Dataset content:
-- Opening Marker --
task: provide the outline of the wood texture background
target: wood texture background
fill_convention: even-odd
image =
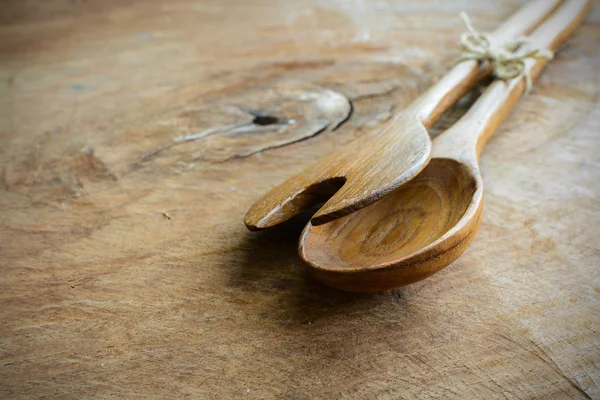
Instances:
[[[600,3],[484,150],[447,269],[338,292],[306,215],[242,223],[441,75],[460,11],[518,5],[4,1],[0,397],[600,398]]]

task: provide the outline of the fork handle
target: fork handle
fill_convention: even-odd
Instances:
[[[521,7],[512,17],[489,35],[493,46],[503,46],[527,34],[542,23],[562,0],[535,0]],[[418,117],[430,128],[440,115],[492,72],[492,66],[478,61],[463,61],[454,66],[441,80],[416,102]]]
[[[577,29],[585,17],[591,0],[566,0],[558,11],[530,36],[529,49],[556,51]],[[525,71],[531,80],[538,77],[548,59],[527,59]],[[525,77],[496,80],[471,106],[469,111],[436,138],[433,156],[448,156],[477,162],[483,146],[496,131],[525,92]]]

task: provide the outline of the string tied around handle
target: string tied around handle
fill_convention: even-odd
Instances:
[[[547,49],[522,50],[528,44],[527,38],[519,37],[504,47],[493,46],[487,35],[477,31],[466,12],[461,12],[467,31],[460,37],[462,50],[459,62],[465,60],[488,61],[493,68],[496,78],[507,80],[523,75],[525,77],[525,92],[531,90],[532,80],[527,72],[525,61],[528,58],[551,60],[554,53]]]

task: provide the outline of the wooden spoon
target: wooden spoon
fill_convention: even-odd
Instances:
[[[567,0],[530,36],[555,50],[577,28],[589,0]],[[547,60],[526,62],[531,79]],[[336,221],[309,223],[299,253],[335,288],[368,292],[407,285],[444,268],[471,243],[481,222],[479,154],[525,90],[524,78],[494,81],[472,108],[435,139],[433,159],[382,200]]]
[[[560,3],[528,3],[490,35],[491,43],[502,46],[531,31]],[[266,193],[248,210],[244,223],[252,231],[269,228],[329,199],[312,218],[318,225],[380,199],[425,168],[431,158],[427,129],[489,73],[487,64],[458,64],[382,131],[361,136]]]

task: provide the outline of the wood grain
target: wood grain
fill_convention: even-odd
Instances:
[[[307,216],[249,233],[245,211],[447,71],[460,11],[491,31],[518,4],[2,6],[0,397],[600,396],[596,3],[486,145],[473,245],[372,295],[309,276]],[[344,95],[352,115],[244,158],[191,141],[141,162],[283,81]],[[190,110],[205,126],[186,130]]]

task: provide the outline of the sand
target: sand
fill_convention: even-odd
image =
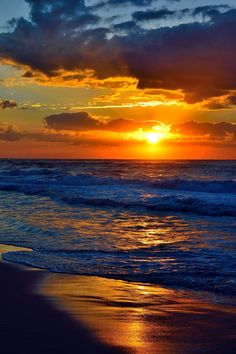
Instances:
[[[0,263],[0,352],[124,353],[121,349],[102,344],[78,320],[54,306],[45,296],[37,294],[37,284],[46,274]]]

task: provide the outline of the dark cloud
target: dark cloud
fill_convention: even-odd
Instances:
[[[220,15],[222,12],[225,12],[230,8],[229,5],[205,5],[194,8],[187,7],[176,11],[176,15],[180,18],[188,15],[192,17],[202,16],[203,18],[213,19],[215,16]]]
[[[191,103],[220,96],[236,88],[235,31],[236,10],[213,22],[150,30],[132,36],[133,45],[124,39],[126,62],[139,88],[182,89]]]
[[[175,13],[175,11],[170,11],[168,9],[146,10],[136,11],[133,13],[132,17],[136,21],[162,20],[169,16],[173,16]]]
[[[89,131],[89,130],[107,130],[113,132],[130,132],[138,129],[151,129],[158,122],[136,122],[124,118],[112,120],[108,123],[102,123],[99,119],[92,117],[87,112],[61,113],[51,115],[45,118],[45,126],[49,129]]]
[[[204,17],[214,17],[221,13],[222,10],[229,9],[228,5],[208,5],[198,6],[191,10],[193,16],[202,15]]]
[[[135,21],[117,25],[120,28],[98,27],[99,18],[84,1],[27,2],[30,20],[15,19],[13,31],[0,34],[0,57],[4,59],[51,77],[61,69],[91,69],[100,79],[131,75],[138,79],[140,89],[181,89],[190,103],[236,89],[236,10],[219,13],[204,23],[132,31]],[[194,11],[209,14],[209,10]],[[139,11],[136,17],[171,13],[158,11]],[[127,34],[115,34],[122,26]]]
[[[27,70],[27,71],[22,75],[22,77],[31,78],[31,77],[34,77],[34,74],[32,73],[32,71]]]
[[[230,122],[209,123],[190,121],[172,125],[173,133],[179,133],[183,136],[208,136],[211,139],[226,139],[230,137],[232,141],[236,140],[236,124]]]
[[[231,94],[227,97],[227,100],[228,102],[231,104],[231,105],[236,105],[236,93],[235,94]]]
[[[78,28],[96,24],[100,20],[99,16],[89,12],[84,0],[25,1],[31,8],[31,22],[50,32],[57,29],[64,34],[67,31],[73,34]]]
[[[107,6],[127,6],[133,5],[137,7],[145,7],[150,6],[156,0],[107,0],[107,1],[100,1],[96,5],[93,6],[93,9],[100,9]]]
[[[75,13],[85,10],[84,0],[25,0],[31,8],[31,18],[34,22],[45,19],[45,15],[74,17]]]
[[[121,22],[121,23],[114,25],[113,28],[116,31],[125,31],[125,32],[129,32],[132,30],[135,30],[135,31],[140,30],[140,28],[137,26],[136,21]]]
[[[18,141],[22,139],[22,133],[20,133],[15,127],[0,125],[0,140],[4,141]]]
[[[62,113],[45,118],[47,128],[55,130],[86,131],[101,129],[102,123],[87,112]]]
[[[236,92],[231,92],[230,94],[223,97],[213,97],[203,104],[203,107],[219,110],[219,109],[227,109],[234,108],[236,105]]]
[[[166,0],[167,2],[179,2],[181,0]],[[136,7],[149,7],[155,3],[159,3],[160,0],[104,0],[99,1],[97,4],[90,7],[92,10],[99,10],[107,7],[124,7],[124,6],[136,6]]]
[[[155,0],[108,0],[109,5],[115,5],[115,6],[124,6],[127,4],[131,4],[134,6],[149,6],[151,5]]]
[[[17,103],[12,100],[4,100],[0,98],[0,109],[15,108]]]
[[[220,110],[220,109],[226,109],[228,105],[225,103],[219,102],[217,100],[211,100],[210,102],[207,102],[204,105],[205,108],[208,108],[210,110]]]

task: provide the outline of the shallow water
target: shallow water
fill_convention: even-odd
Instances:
-- Closing Marker --
Work instruction:
Verbatim reproduction of every entry is needed, with the images left out.

Solution to this task:
task: provide the outline of the wood texture background
target: wood texture background
fill_convention: even-odd
image =
Instances:
[[[600,3],[484,150],[447,269],[338,292],[306,215],[242,223],[441,75],[460,11],[518,5],[4,1],[0,397],[600,398]]]

task: provide the outline of the fork handle
target: fork handle
fill_convention: even-odd
Instances:
[[[521,7],[512,17],[489,35],[493,46],[503,46],[527,34],[542,23],[562,0],[535,0]],[[418,117],[430,128],[440,115],[492,72],[492,66],[478,61],[463,61],[454,66],[441,80],[416,102]]]
[[[577,29],[585,17],[591,0],[566,0],[558,11],[530,36],[529,49],[556,51]],[[525,71],[531,80],[538,77],[548,59],[527,59]],[[525,77],[496,80],[471,106],[469,111],[436,138],[433,156],[448,156],[477,162],[483,146],[496,131],[525,92]]]

task: provide the outline of the string tied around handle
target: string tied around handle
fill_convention: even-odd
Instances:
[[[547,49],[522,50],[528,44],[527,38],[519,37],[504,47],[493,46],[487,35],[477,31],[466,12],[461,12],[467,31],[460,37],[462,50],[459,62],[465,60],[488,61],[493,68],[496,78],[507,80],[523,75],[525,77],[525,92],[531,90],[532,80],[527,72],[525,61],[528,58],[551,60],[554,53]]]

task: provide the outline of the wooden spoon
target: wooden spoon
fill_convention: even-odd
Instances:
[[[567,0],[530,36],[555,50],[577,28],[589,0]],[[547,60],[526,62],[531,79]],[[336,221],[309,223],[299,253],[335,288],[368,292],[407,285],[444,268],[471,243],[481,222],[479,154],[525,90],[524,78],[494,81],[472,108],[435,139],[433,159],[382,200]]]
[[[560,3],[528,3],[490,35],[491,43],[502,46],[531,31]],[[266,193],[248,210],[244,223],[252,231],[269,228],[329,199],[312,218],[318,225],[380,199],[425,168],[431,158],[427,129],[489,73],[487,64],[458,64],[382,131],[361,136]]]

task: provide the outline of the wood grain
target: wood grain
fill_convention: even-odd
Instances:
[[[307,216],[249,233],[245,211],[447,71],[460,11],[491,31],[518,4],[2,6],[0,397],[600,396],[596,3],[486,145],[473,245],[372,295],[309,276]],[[344,95],[352,115],[244,158],[191,141],[141,162],[283,81]],[[190,110],[205,126],[186,130]]]

task: provide the outline of the sand
target: sand
fill_convention: even-odd
image =
Instances:
[[[0,263],[0,352],[124,353],[121,349],[102,344],[78,320],[54,306],[45,296],[37,294],[37,284],[46,274]]]

task: provide the outline of the dark cloud
target: dark cloud
fill_convention: even-odd
Instances:
[[[220,15],[222,12],[225,12],[230,8],[229,5],[205,5],[194,8],[187,7],[176,11],[176,15],[180,18],[188,15],[192,17],[202,16],[203,18],[213,19],[215,16]]]
[[[191,103],[220,96],[236,88],[235,31],[236,10],[213,22],[150,30],[132,36],[133,45],[124,39],[126,62],[139,88],[182,89]]]
[[[175,13],[175,11],[170,11],[168,9],[146,10],[136,11],[133,13],[132,17],[136,21],[162,20],[169,16],[173,16]]]
[[[89,131],[89,130],[107,130],[113,132],[130,132],[138,129],[151,129],[158,122],[136,122],[124,118],[112,120],[108,123],[102,123],[99,119],[92,117],[87,112],[61,113],[51,115],[45,118],[45,126],[49,129]]]
[[[204,17],[214,17],[221,13],[222,10],[229,9],[228,5],[208,5],[198,6],[191,10],[193,16],[202,15]]]
[[[135,21],[117,25],[120,28],[98,27],[99,18],[84,1],[27,2],[30,20],[15,19],[13,31],[0,34],[0,57],[4,59],[51,77],[61,69],[91,69],[100,79],[131,75],[138,79],[140,89],[181,89],[190,103],[236,89],[236,10],[219,13],[204,23],[132,31]],[[194,11],[209,14],[209,10]],[[139,11],[136,17],[171,13],[158,11]],[[127,34],[115,34],[122,26]]]
[[[27,70],[27,71],[22,75],[22,77],[31,78],[31,77],[34,77],[34,74],[32,73],[32,71]]]
[[[230,122],[209,123],[190,121],[172,125],[173,133],[179,133],[183,136],[208,136],[211,139],[226,139],[230,137],[232,141],[236,140],[236,124]]]
[[[231,94],[227,97],[227,100],[228,102],[231,104],[231,105],[236,105],[236,93],[235,94]]]
[[[78,28],[96,24],[100,20],[99,16],[89,12],[84,0],[25,1],[31,8],[31,22],[50,32],[57,29],[64,34],[67,31],[73,34]]]
[[[107,6],[127,6],[133,5],[137,7],[145,7],[150,6],[156,0],[107,0],[107,1],[100,1],[96,5],[93,6],[93,9],[100,9]]]
[[[75,13],[85,10],[84,0],[25,0],[31,8],[31,18],[34,22],[45,19],[45,15],[74,17]]]
[[[121,22],[121,23],[114,25],[113,28],[116,31],[125,31],[125,32],[129,32],[132,30],[135,30],[135,31],[140,30],[140,28],[137,26],[136,21]]]
[[[18,141],[22,139],[22,133],[20,133],[15,127],[0,125],[0,140],[4,141]]]
[[[62,113],[45,118],[47,128],[55,130],[86,131],[101,129],[102,123],[87,112]]]
[[[236,92],[231,92],[230,94],[223,97],[213,97],[203,104],[203,107],[219,110],[219,109],[227,109],[234,108],[236,105]]]
[[[166,0],[167,2],[179,2],[181,0]],[[136,7],[149,7],[155,3],[159,3],[160,0],[104,0],[99,1],[97,4],[90,7],[92,10],[99,10],[107,7],[124,7],[124,6],[136,6]]]
[[[155,0],[108,0],[109,5],[115,5],[115,6],[124,6],[127,4],[131,4],[134,6],[149,6],[151,5]]]
[[[17,103],[12,100],[4,100],[0,98],[0,109],[15,108]]]
[[[220,110],[220,109],[226,109],[228,105],[225,103],[219,102],[217,100],[211,100],[210,102],[207,102],[204,105],[205,108],[208,108],[210,110]]]

task: provide the outline of the shallow water
target: shallow water
fill_convention: even-odd
Instances:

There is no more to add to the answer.